+++ Source document

With an abiding faith in modernity balanced by a sense of wonder about the past, Naipaul has explored an astonishing variety of societies and peoples through the prism of his experience. Whether writing about Indian mutinies and despair, Mobutu’s mad reign in Zaire, or the New York mayoral elections, he demonstrates time and again that no one has a shrewder intuition of the ways in which the world works.
Infused with a deeply felt humanism, The Writer and the World attests powerfully not only to Naipaul’s status as the great English prose stylist of our time but also to his keen, often prophetic, understanding.
‘All [of these essays] are worth reading (and rereading), both for the contemporary and historical information and insight they artfully impart and for what they tell us about a uniquely complex writer’ Spectator
PUBLISHERS WEEKLY
The election campaign is a recurring theme in this comprehensive collection of essays spanning four decades and scattered about the globe: India, Zaire, Grenada, Anguilla, the Americas. Civilization's sharpest tool for self-determination serves as familiar backdrop against which Naipaul, with a robust sense of wonder, examines more ancient yet persistent methods of human interaction ritual, magic, myth, prophecy, clans and castes. The Nobel laureate also tackles U.S. politics, from Norman Mailer's 1969 campaign for mayor of New York City to the surreal and religion-amped 1984 Republican National Convention where the wheels of the image-making machine are in constant motion. Through tenacious yet unobtrusive reportage, Naipaul deconstructs the mythologized among them Eva Peron, Mobutu Sese Seko, John Steinbeck, Eldridge Cleaver, the American Dream and how progress falters in the face of ritualism and single-mindedness. Revolutionary movements often fall prey to these, and Naipaul analyzes those derailments, particularly in postcolonial society. While some of his travelogues date back to the early 1960s, they nonetheless seem fresh, speaking to Naipaul's astute and prescient powers of observation. He uncovers the universal in his subjects: the confrontation between East and West, the tension between old and new, between creators and consumers, the nature of power. A champion of the individual and one of civilization's ardent faithful, Naipaul offers his own exilic heritage and literary experience as an example of modernity's prowess. He is indeed a master stylist, his prose precise and fresh. Yet always beating below the words is a true and tender heart. Densely researched with an omniscient touch, some of Naipaul's meditations are more accessible than others, which may, at times, hinder demystification of the man many consider to be the greatest living writer in the English language.

++++++

Work instructions:
**1.** In the passage on Naipaul's essays, quote everything from "Infused with a" down to "often prophetic, understanding.".
**2.** According to the passage on Naipaul's essays, what may at times hinder demystification of Naipaul, and why? Answer in one to three sentences.
**3.** Answer these questions from the passage on Naipaul's essays:
(a) Which publication is quoted calling all the essays worth reading and rereading?
(b) Whose 1969 campaign for mayor of New York City does the collection cover?
(c) How many decades do the essays in the collection span?

+++ Supplied information

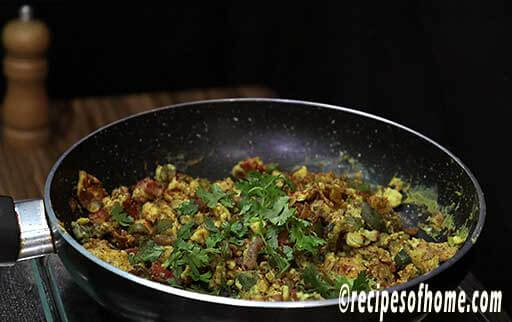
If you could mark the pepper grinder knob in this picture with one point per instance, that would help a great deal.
(25, 106)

++++++

Exercise solutions:
**1.**
Infused with a deeply felt humanism, The Writer and the World attests powerfully not only to Naipaul’s status as the great English prose stylist of our time but also to his keen, often prophetic, understanding.

**2.** Some of Naipaul's meditations are more accessible than others. The passage says this unevenness may at times hinder demystification of the man many consider the greatest living writer in the English language.

**3.**
(a) The Spectator
(b) Norman Mailer's
(c) Four